> _Task item_:
What is needed is an exact copy of all the data.

· · · · · · ·

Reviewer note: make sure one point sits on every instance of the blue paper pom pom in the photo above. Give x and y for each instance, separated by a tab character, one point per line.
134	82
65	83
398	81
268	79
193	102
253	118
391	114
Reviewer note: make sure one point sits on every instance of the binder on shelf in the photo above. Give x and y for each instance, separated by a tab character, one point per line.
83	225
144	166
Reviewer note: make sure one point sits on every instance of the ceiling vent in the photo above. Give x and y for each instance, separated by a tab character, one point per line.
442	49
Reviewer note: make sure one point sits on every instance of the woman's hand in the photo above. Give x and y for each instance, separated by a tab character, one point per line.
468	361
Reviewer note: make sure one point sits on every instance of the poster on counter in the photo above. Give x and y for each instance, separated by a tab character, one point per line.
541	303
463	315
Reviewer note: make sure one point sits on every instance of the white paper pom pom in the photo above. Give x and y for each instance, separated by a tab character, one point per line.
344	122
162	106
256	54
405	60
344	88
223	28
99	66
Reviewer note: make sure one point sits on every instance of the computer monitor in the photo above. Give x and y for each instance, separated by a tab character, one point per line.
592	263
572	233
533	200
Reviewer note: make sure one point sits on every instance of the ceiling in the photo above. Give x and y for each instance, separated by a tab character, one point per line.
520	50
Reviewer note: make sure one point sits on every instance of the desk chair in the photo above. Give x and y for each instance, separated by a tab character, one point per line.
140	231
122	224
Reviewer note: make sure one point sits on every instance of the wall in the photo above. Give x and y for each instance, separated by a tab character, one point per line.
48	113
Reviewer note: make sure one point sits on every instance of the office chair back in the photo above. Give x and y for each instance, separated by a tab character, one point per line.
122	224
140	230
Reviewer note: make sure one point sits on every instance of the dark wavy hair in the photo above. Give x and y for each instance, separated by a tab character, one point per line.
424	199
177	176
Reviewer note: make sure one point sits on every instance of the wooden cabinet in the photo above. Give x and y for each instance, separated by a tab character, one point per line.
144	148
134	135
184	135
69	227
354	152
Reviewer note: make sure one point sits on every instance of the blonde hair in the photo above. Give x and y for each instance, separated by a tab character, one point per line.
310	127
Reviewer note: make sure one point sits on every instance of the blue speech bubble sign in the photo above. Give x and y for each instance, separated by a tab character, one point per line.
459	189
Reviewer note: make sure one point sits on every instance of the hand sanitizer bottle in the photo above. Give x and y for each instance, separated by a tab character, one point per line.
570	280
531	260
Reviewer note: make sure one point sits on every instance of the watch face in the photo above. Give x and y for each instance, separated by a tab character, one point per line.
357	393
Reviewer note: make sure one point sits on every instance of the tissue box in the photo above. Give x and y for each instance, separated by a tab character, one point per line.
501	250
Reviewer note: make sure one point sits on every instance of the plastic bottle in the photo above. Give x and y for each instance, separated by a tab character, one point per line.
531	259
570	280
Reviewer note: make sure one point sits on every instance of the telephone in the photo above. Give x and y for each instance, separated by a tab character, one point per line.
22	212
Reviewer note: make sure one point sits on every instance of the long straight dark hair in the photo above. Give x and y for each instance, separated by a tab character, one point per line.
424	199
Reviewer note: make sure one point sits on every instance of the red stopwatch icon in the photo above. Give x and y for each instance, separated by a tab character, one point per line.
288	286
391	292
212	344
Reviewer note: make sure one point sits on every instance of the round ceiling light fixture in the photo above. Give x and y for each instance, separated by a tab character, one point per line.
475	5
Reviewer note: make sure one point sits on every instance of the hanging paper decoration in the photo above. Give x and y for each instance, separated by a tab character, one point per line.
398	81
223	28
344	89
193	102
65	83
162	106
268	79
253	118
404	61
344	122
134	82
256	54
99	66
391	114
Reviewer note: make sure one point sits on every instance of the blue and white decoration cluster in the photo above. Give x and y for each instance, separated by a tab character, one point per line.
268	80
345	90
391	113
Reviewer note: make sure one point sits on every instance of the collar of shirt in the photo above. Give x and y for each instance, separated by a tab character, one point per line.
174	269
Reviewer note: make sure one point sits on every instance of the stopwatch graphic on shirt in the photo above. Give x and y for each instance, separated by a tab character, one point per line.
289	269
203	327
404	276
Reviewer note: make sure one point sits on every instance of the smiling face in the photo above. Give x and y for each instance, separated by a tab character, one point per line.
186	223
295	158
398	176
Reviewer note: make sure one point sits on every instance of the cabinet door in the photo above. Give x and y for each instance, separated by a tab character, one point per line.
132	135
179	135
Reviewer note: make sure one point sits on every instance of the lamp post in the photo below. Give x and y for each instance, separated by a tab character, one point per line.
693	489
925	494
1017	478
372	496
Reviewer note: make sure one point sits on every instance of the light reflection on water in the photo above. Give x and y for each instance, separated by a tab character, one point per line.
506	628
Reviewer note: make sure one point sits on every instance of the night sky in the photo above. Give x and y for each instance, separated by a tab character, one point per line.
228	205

· · · · · · ·

> _Answer to this task_:
Reviewer note: make sure one point sits on every instance of the blue paper pom pom in the photo above. Give x and y for each instance, separated by a tab character, one point per line.
134	82
65	83
398	81
268	79
193	102
253	118
391	114
Reviewer note: make sure one point sits on every instance of the binder on shelf in the photo above. Give x and y for each instance, separated by a tab character, one point per line.
83	225
144	166
Reviewer note: make sure one point sits on every instance of the ceiling vent in the photo above. Give x and y for each instance, separated by a tab character, one point per line.
442	49
Reviewer note: make sure one point sits on every instance of the woman's hand in the photo above. Give x and y for each instance, separated by a tab character, one point per line.
468	361
Reviewer note: make sure one point sits on every instance of the poster on counter in the photo above. Give x and y for each instance, separated by a tab character, one point per line.
541	303
463	315
Reviewer note: make sure one point sits on every instance of the white paper pom pom in the photo above. Give x and y for each instance, separated by a tab character, one point per line.
344	122
162	106
256	54
405	60
344	88
223	28
99	66
Reviewer note: make sure one point sits on every instance of the computer monitor in the photo above. Give x and y for each instance, separated by a tab character, one point per line.
592	263
572	233
533	200
Reviewer note: make sure one point sits on every instance of the ceiling in the photo above. Give x and y for each instance, separated by a tab character, one point per line.
520	50
Reviewer note: make sure one point sits on every instance of the desk chair in the photo above. Give x and y for each instance, separated by a tab character, one point per line.
140	231
122	224
Reviewer note: make sure one point sits on every instance of the wall in the photo above. Give x and y for each instance, separated by a tab character, one point per line.
48	113
Reviewer note: make sure one point sits on every instance of the office chair back in the photo above. Give x and y for each instance, separated by a tab character, one point per line.
122	224
140	230
Reviewer note: make sure one point sits on every instance of the dark wavy hair in the photo above. Give x and y for each instance, separated by a tab character, one point per line.
424	199
177	176
Reviewer note: make sure one point sits on every instance of the wooden cabinet in the photo above. Give x and y for each instance, separated by a tab character, one point per line.
144	148
134	135
184	135
69	227
354	152
Reviewer note: make sure one point sits on every instance of the blonde hair in the photo above. Give x and y for each instance, separated by a tab character, one point per line.
310	127
Reviewer note: make sure one point sits on every instance of the blue speech bubble sign in the photo above. Give x and y for each instance, separated by a tab character, one point per line.
459	189
Reviewer note: make sure one point sits on every instance of the hand sanitizer bottle in the photo above. Give x and y for each instance, separated by a tab character, one point per line.
570	280
531	260
Reviewer note: make sure one point sits on every instance of the watch face in the photo above. Give x and y for each instance, separated by a tab character, one point per line.
357	393
Reviewer note: make sure one point sits on every instance of the tissue box in the photo above. Give x and y for each instance, separated by a tab character, one point per line.
501	250
Reviewer note: make sure one point sits on every instance of the plastic bottle in the photo above. Give x and y for each instance, separated by a tab character, one point per line.
531	259
570	280
Reviewer note: make sure one point sits on every instance of the telephone in the photo above. Give x and y for each instance, separated by a tab character, one point per line.
22	212
Reviewer note: make sure one point sits on every instance of the long straight dark hair in the photo above. Give x and y for each instance, separated by a tab character, one point per line.
424	199
Reviewer note: make sure one point sits on every instance of the red stopwatch icon in the photo above. Give x and y for each instance, separated by a tab character, one point per line.
288	286
391	292
212	344
Reviewer note: make sure one point sits on every instance of the round ceiling light fixture in the photo above. Give x and y for each instance, separated by a tab character, one point per line.
475	5
Reviewer note: make sure one point sits on every instance of the hanging paper decoration in the photo above. Give x and y for each instance, separated by a tab character, one point per line.
398	81
223	28
344	89
193	102
65	83
162	106
268	79
253	118
404	61
344	122
134	82
256	54
99	66
391	114
Reviewer note: make sure one point sits on every instance of the blue and white decoration cluster in the photo above. Give x and y for each instance, separated by a tab character, one point per line.
268	80
345	90
391	113
Reviewer note: make sure one point sits on every instance of the collar of shirt in the photo above. Give x and y for each instance, separated by a tab character, one point per line.
174	269
Reviewer note: make sure one point sits on every instance of the stopwatch graphic on shirt in the photo above. Give x and y for each instance, separated by a tab character, one point per line.
289	269
203	327
404	276
Reviewer note: make sure one point sits on every instance of the smiling face in the photo above. Give x and y for each instance, separated by a tab character, one point per line.
186	223
295	158
398	176
Reviewer note: make sure one point sits on every instance of the cabinet door in the photo above. Give x and y for each instance, separated by a tab character, one point per line.
132	135
179	135
Reviewer note: make sure one point sits on every instance of the lamp post in the photo below. Give x and y for each instance, separated by a tab character, one point per line.
693	489
925	494
1017	478
372	496
Reviewer note: make sure one point sits on every instance of the light reflection on water in the photo above. Give x and y for each instance, separated by a tab character, one point per line.
506	628
Reviewer note: make sure one point sits on every instance of the night sky in the photo above. Give x and y for each instance, separated by a tab character, one point per line.
228	205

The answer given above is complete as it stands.